> _Problem to work on_:
In the article on social scientists who won MacArthur grants, how much money does the fellowship award each recipient?

> _Text under study_:

Five with Social Science Credentials Win MacArthur Grants
Five people with backgrounds in the social, behavioral or data sciences were among 25 named in the 2018 class of MacArthur Foundation fellows on Thursday. The fellowship and grant program, sometimes referred to as the “genius grant,” awards exceptionally creative people with $625,000 – no strings attached — in the expectation that based on their track record they will achieve something important in the future.
Among the five spotlighted here is 47-year-old Rebecca Sandefur, a sociologist and legal scholar based at the University of Illinois, Urbana-Champaign in both the sociology department and college of law. In explaining her award, the MacArthur Foundation focused on her research into and work to improve equal access to the civil – as opposed to the criminal – justice system. “Using quantitative and qualitative research methodologies such as surveys and focus groups,” the foundation noted, “she created the first systematic national mapping of civil legal aid providers, revealing that while some states had significant resources available, others had very few. She found that contrary to assumptions, cost is but one of many factors that inhibit the use of lawyers by low-income individuals.”
Psychologist Kristina Olson also received a grant. The 37-year-old is in the Department of Psychology at the University of Washington, where she researches how social cognition develops in transgender and gender-nonconforming youth. Through her TransYouth Project — the first large-scale, longitudinal study of how these young people are developing – she’s learning that mental health problems are not inevitable within this population, the foundation notes, adding that her work has influenced care guidelines for clinical psychologists, psychiatrists, and pediatricians serving this population.

(Image-grounded pointing material)
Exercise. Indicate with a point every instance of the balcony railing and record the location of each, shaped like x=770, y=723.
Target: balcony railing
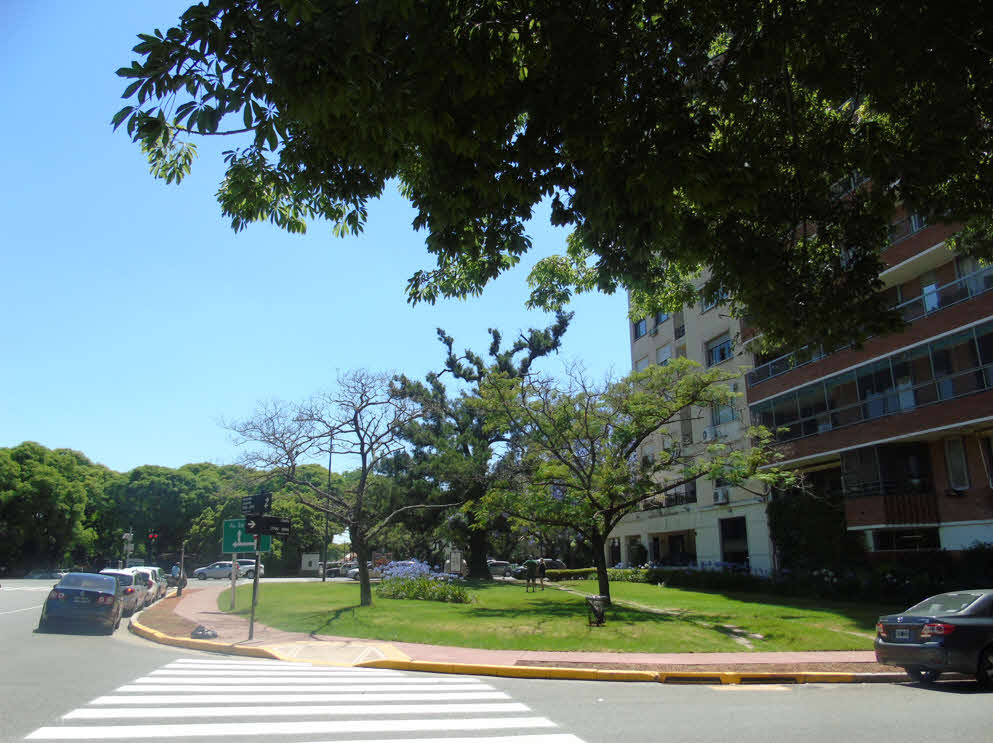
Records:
x=931, y=300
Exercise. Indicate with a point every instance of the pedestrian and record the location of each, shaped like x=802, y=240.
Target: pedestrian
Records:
x=531, y=572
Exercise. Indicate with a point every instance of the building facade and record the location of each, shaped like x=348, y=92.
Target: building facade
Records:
x=901, y=427
x=708, y=522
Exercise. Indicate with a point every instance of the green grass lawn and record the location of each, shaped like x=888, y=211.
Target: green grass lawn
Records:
x=505, y=617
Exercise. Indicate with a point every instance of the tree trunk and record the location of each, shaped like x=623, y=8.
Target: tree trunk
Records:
x=478, y=546
x=362, y=554
x=600, y=562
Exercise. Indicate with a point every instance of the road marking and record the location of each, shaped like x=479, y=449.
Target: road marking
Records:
x=27, y=608
x=339, y=727
x=390, y=686
x=273, y=699
x=331, y=710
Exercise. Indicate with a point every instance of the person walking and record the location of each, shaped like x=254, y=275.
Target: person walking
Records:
x=531, y=573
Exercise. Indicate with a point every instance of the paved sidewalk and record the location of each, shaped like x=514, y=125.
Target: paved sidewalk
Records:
x=198, y=605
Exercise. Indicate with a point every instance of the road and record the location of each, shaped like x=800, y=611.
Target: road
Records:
x=91, y=687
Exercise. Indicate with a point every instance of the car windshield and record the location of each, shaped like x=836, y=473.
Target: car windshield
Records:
x=946, y=603
x=125, y=579
x=89, y=581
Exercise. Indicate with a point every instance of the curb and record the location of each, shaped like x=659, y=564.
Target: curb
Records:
x=663, y=677
x=401, y=662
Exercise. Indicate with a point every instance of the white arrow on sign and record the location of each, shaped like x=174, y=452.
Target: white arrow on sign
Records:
x=240, y=541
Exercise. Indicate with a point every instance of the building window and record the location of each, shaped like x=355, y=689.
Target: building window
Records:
x=958, y=468
x=720, y=414
x=719, y=350
x=663, y=354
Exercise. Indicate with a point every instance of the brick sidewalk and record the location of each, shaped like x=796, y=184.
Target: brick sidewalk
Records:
x=198, y=606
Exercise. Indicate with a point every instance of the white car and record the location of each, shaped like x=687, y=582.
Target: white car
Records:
x=247, y=568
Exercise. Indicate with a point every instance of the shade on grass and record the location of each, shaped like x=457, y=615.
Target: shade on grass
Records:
x=505, y=617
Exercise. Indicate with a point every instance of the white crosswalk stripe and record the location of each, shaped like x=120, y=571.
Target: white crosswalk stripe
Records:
x=227, y=699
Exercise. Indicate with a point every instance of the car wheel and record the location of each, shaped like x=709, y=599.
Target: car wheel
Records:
x=923, y=675
x=984, y=671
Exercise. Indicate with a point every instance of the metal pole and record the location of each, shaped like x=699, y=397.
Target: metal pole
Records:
x=324, y=558
x=182, y=569
x=234, y=575
x=255, y=589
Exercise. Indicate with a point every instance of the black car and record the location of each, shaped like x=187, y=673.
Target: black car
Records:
x=84, y=598
x=951, y=632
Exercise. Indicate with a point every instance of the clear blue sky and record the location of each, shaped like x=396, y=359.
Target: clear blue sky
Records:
x=135, y=320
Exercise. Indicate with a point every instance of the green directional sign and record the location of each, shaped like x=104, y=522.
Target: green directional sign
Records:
x=236, y=539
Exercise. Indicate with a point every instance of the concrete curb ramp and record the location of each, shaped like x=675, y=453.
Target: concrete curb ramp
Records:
x=396, y=660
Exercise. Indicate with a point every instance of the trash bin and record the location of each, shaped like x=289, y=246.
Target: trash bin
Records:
x=596, y=608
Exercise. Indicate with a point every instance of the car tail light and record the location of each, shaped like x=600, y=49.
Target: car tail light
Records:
x=939, y=629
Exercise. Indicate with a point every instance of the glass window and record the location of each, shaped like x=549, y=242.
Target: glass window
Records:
x=843, y=398
x=719, y=350
x=663, y=354
x=958, y=468
x=956, y=362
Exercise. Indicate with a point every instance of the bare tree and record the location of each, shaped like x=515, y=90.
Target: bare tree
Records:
x=363, y=418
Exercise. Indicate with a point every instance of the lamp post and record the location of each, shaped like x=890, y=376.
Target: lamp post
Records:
x=324, y=556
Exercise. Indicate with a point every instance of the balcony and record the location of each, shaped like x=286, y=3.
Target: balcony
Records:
x=931, y=300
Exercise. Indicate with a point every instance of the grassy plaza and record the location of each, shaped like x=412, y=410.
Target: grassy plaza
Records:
x=644, y=618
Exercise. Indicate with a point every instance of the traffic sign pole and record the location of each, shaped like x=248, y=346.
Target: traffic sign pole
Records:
x=255, y=591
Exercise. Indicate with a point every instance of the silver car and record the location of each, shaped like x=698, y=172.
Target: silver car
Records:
x=219, y=569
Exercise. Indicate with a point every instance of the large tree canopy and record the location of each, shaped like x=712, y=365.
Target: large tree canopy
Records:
x=669, y=136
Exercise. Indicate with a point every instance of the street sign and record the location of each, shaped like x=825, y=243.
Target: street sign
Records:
x=236, y=539
x=267, y=525
x=256, y=504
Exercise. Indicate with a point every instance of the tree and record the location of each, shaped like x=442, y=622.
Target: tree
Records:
x=364, y=419
x=454, y=447
x=579, y=459
x=668, y=136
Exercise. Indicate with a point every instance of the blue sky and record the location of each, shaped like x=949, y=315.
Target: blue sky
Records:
x=135, y=321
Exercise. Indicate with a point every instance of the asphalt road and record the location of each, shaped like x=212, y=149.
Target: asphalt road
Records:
x=84, y=687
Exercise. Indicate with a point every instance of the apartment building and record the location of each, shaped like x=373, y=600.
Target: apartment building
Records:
x=706, y=521
x=901, y=427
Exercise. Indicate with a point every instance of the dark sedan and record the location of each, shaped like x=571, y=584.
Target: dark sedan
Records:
x=84, y=598
x=951, y=632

> _Answer area_:
$625,000, with no strings attached.